▸ **Directives**:
a) Answer each question from the hazards text below.
(i) Which plant is said to be often entwined in the wild with honeysuckle?
(ii) What does roping a horse around the neck to drag it out usually result in?
(iii) To what is the consistency of the stuff a human could swim out of compared?
b) Reproduce the portion of the hazards text below that opens with the words containing "Nature wants to" and closes with "onto solid ground.".

You could be sitting on a pocket of saber tooth tigers and wooly mammmoths, you know ;)
If you're a human, and reading this, and want to store away the instructions for getting out if your horse falls in, what are they?
And while you're at it, what is the way to get out of quicksand - and is it different? I really want to know.
I can already handle riptides, should I ever get into the ocean again, and I was just made aware that lovely honeysuckle is often entwined in the wild with poison ivy (so don't get too close to smell the tricky things). And stay away from places where avalanche potential is high. And don't go for a hike anywhere you aren't prepared to survive the next week in, and...
Nature wants to eat us.
Alicia
PS Cities and suburbs have their own hazards.
Wait, now, I'm confused. I thought bentonite was the stuff they used to make irrigation ditches and dirt dams more waterproof? Or is that a different kind?
And Alicia, the best way to get a horse out is what I described, assuming you have help at hand and the horse is saddled. Roping them around the neck to drag them out usually just results in choking. Or you could hope to get lucky and the horse finds a solid bit of ground on the edge somewhere and gets out on their own.
A human could basically swim out, the stuff is the consistency of a thick soup, so you could paddle to the side then belly crawl onto solid ground.
I have no experience with quicksand. Yet another of those hazards that don't seem to occur up here on our high altitude gravel bar.

▸ **Entries provided**:
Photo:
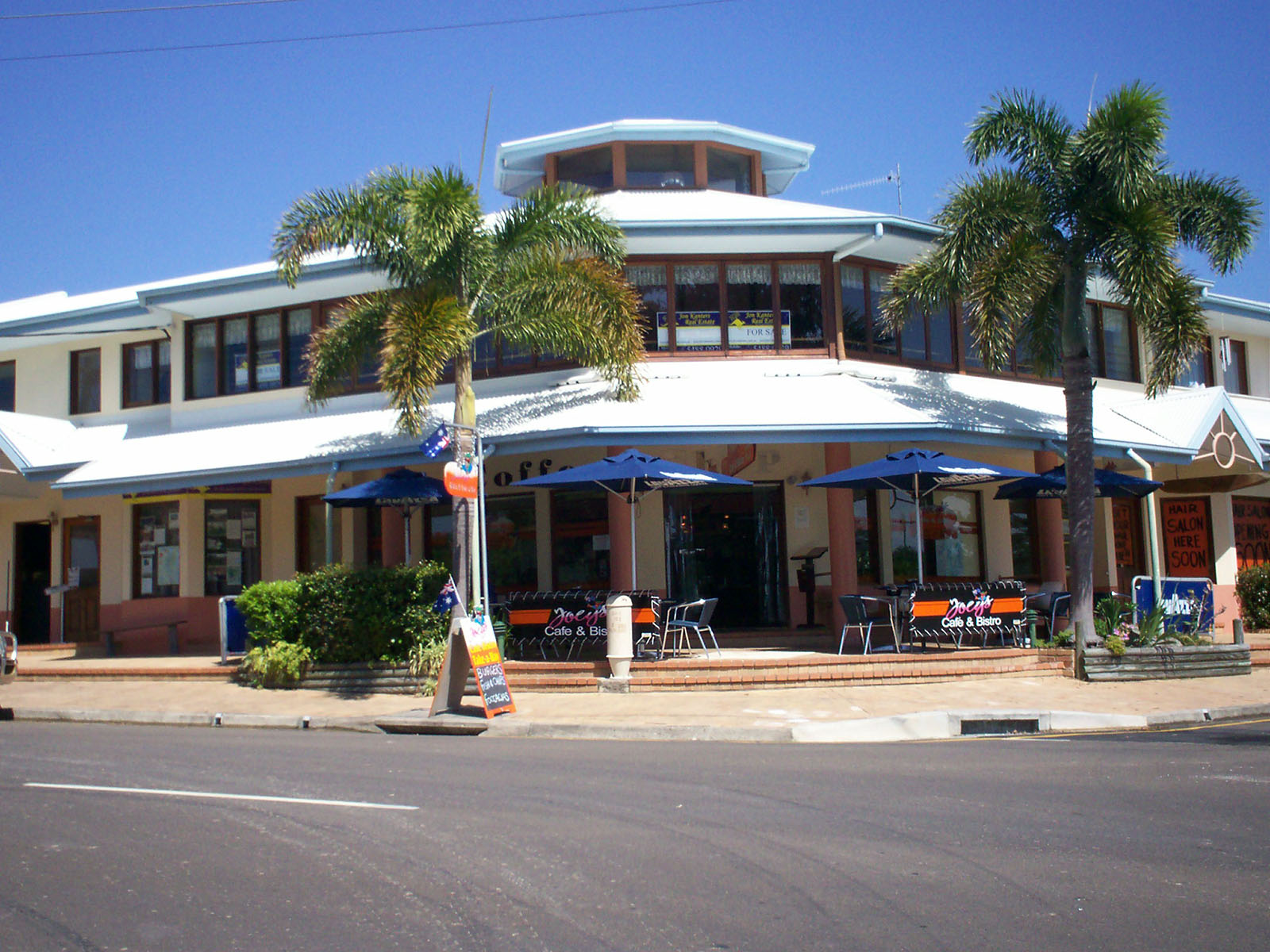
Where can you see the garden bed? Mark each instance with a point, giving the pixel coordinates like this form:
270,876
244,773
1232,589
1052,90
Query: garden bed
1168,662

▸ **Written responses**:
a)
(i) Poison ivy.
(ii) Choking.
(iii) A thick soup.

b)
Nature wants to eat us.
Alicia
PS Cities and suburbs have their own hazards.
Wait, now, I'm confused. I thought bentonite was the stuff they used to make irrigation ditches and dirt dams more waterproof? Or is that a different kind?
And Alicia, the best way to get a horse out is what I described, assuming you have help at hand and the horse is saddled. Roping them around the neck to drag them out usually just results in choking. Or you could hope to get lucky and the horse finds a solid bit of ground on the edge somewhere and gets out on their own.
A human could basically swim out, the stuff is the consistency of a thick soup, so you could paddle to the side then belly crawl onto solid ground.